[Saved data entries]
────────────────────────────────────────

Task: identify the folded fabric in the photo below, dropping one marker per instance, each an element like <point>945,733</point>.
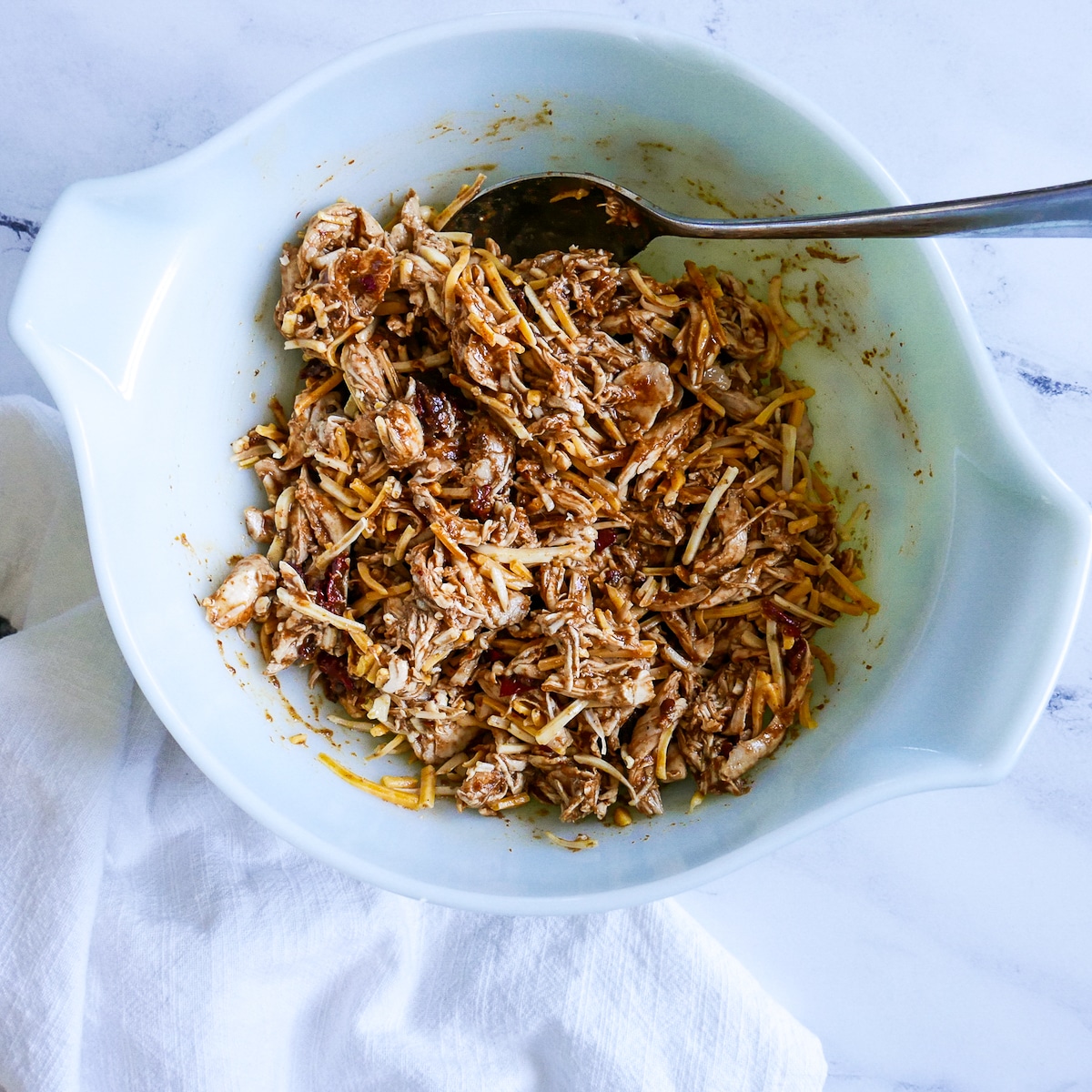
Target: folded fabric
<point>153,936</point>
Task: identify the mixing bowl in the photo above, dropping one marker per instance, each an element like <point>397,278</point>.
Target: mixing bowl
<point>147,306</point>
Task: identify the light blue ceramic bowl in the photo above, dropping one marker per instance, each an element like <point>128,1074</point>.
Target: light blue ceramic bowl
<point>146,306</point>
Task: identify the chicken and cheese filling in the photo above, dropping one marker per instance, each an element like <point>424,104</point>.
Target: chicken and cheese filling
<point>554,527</point>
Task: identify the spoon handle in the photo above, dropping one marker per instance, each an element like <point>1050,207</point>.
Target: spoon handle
<point>1054,211</point>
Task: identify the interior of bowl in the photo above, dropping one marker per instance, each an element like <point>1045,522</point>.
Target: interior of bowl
<point>902,421</point>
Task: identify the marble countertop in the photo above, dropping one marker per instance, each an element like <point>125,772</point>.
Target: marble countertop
<point>939,942</point>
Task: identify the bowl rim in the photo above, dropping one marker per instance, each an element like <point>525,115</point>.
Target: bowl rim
<point>1003,419</point>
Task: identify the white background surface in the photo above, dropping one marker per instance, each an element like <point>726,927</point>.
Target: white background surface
<point>937,943</point>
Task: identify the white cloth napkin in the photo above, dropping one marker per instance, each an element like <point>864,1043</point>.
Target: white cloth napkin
<point>154,937</point>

────────────────────────────────────────

# What to do:
Rewrite every line from the one holding "Task: identify the spoon" through the end of the records, inclusive, with the requests unchanged. Scale the point coordinates in the answers by 0.25 and round them to whole numbers, with halves rounding up, but leave the sample coordinates inside the requests as they are.

# Solution to this problem:
Task: identify the spoon handle in the photo above, dropping one marker per instance, each an element like <point>1050,207</point>.
Target: spoon handle
<point>264,53</point>
Task: identify the interior of bowl in the photo above, dropping one marker per instance, each an element like <point>1045,522</point>.
Target: interior of bowl
<point>226,105</point>
Task: identify the marble countertop in the photo above, dropping one marker per instance, each an element like <point>125,772</point>.
Target: marble countertop
<point>235,236</point>
Task: identify the bowl rim in the photo above, dropping one marker per instance, each an element like <point>525,115</point>.
Target: bowl rim
<point>251,105</point>
Task: identify the white background surface in the photo above, dropping one marker per instance, each an element like <point>726,927</point>.
Target: white background surface
<point>234,236</point>
Task: identify the white cloth napkin in the photo above, dropping one marker per instance, each an element like <point>864,1043</point>.
Target: white cloth napkin
<point>39,234</point>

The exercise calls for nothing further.